__INPUT RECORDS__.
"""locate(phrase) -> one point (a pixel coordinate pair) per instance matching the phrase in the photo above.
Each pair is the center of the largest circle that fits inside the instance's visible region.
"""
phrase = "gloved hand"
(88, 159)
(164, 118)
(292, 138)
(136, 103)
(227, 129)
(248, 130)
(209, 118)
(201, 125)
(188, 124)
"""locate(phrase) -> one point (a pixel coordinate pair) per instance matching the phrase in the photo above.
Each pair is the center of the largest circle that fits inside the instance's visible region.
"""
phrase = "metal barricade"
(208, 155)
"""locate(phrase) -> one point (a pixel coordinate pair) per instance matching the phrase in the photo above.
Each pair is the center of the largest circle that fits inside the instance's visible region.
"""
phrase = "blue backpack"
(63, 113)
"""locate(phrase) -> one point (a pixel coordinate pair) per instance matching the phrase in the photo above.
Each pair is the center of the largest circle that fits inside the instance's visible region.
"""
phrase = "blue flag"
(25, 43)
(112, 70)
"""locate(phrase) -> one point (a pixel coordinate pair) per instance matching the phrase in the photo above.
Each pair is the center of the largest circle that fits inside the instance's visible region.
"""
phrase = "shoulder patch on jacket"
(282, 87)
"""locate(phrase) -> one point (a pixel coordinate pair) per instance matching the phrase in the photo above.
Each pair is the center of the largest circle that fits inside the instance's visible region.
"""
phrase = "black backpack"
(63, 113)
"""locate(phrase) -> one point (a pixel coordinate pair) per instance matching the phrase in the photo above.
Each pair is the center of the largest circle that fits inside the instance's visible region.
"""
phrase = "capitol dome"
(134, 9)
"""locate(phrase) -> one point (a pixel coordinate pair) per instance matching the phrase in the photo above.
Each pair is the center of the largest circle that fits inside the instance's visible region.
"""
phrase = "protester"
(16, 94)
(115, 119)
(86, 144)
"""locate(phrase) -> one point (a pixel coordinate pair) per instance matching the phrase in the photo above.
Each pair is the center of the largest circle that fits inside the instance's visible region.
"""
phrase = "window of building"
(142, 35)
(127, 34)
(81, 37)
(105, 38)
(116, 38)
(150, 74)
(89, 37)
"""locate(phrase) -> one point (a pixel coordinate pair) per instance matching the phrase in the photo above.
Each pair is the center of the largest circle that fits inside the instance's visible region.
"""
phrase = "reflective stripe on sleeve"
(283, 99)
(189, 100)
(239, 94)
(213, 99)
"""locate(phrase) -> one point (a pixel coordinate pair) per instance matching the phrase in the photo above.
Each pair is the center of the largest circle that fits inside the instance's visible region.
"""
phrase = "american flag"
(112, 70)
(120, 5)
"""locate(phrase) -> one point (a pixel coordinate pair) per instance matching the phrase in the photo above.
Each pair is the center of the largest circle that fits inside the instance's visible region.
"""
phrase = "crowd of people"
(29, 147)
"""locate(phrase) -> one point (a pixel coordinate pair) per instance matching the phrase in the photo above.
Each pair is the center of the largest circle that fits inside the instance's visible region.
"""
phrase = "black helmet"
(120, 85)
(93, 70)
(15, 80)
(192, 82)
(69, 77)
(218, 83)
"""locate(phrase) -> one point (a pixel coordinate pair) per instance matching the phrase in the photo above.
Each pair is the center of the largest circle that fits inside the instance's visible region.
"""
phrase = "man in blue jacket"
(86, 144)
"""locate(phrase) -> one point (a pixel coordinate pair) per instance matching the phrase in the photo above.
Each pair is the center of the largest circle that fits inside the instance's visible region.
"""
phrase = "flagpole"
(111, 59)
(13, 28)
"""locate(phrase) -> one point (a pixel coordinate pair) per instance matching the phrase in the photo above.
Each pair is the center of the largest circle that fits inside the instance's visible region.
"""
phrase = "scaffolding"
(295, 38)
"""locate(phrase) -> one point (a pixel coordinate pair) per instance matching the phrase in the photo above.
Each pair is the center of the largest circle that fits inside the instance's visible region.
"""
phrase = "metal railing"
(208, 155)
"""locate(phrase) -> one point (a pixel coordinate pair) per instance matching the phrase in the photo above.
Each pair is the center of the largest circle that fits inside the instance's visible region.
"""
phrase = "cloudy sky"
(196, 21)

--

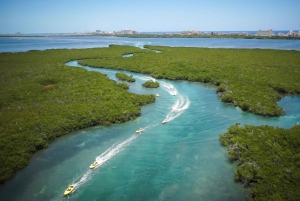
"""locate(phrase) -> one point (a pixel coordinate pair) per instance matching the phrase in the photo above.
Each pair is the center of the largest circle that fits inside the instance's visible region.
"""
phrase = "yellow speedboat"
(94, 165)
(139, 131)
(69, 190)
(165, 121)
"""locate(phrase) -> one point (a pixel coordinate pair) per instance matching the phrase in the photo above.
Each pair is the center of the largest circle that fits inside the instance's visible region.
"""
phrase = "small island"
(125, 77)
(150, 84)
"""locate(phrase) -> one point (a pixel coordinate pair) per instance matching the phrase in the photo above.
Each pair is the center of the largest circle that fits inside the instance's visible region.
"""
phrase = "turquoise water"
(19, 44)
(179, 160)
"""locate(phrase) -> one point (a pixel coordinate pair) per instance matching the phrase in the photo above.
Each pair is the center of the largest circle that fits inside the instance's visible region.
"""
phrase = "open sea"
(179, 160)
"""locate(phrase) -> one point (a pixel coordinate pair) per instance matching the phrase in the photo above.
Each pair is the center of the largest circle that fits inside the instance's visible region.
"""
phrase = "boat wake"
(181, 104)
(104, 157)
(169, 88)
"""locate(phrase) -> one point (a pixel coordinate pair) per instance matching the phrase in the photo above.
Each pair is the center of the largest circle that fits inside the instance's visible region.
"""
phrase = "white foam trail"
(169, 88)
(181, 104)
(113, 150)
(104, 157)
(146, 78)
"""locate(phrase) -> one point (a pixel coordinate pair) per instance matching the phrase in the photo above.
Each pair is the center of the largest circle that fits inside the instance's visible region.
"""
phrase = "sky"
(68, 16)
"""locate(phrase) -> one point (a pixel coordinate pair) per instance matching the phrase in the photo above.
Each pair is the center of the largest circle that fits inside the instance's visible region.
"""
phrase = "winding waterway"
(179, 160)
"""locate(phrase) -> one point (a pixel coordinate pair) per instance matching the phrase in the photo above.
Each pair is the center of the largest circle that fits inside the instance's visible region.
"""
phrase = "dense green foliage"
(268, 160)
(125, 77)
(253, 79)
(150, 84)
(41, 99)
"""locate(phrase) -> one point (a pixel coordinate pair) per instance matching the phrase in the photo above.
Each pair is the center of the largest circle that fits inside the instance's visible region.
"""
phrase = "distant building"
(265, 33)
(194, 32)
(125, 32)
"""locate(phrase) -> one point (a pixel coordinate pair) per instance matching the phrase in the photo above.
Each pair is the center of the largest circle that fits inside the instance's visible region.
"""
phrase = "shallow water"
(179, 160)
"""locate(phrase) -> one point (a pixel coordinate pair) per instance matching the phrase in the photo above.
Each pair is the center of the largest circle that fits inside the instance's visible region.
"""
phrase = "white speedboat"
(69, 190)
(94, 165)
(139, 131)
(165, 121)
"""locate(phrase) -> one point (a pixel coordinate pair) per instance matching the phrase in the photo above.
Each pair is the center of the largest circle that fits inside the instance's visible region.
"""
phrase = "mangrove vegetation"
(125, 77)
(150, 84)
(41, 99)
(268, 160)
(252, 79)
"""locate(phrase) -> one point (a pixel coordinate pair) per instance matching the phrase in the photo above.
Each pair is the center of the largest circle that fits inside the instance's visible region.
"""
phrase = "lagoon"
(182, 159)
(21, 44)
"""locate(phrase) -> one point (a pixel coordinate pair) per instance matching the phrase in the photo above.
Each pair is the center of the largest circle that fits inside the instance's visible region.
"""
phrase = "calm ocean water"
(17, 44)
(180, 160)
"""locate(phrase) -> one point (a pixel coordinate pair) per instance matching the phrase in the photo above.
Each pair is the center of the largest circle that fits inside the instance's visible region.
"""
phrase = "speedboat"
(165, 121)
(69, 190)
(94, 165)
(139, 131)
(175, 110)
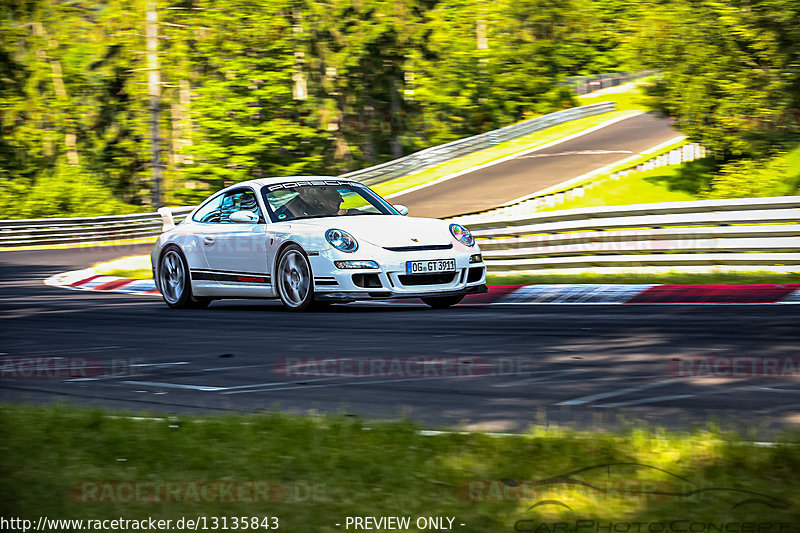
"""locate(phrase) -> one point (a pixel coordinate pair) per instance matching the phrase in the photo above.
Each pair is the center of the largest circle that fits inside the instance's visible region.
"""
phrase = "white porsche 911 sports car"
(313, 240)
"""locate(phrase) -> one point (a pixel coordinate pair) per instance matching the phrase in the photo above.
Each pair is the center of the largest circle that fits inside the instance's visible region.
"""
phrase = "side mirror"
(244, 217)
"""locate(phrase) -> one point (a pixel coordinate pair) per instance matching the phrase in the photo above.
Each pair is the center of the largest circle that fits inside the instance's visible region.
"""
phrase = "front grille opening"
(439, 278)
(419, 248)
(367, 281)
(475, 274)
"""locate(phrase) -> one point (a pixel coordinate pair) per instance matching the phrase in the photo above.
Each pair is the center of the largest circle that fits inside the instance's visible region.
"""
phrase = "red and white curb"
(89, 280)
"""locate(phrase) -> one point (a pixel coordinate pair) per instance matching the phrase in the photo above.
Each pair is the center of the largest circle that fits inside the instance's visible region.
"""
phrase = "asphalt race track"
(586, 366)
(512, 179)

__SET EXERCISE__. Please list each line in the records above that contains the word "white". Case counts, so a line matches only if it has the word in that same case.

__REPLY TO THE EXERCISE__.
phrase = "white foam trail"
phrase = "white speedboat"
phrase = "white porsche 911 sports car"
phrase = "red and white curb"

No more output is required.